- Task instructions -
Could you rewrite the entries from the line with "Final verification step: confirm the presence of forest" up to and including the line with "[199,108,209,134]", swapping "person standing" for "person walking" and leaving everything else unchanged?

- Stored data -

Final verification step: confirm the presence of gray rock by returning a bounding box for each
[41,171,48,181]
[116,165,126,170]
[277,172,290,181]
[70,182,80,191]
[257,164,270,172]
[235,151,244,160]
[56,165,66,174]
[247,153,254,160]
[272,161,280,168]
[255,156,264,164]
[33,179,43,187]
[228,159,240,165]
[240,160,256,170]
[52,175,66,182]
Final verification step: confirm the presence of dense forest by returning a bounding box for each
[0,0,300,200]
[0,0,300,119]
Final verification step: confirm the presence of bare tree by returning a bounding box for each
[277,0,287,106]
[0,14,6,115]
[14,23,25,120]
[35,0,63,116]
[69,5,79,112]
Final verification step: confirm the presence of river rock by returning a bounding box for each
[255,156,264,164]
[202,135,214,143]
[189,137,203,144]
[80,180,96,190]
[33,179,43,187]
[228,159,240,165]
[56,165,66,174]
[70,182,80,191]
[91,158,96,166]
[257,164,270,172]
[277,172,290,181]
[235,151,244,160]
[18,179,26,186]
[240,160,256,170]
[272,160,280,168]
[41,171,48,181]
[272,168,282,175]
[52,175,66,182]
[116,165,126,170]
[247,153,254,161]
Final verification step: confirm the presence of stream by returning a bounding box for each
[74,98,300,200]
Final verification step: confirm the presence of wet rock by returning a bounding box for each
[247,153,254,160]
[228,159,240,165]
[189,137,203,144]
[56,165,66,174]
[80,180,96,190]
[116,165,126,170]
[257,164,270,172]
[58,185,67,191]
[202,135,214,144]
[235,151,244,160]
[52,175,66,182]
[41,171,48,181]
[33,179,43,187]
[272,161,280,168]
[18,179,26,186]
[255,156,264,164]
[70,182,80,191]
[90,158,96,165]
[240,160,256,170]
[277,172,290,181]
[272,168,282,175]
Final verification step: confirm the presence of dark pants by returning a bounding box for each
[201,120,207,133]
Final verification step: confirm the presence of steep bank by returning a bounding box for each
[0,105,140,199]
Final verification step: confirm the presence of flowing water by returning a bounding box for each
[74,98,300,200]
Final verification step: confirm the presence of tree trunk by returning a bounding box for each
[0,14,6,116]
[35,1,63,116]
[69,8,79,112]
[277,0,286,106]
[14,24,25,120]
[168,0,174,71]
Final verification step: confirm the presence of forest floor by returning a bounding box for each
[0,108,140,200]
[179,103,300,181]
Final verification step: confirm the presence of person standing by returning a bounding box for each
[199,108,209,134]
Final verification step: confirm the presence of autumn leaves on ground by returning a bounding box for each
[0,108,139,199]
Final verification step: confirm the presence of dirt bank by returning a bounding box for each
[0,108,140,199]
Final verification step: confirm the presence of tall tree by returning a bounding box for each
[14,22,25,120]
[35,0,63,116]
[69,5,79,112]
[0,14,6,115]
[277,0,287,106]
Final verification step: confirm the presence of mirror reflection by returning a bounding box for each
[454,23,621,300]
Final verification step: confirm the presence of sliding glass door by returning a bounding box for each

- Finished answer -
Final verification step: confirm the presence of forest floor by returning a bounding box for each
[0,108,140,200]
[179,103,300,181]
Final verification step: confirm the presence of person walking by returning a bounding box for each
[199,108,209,134]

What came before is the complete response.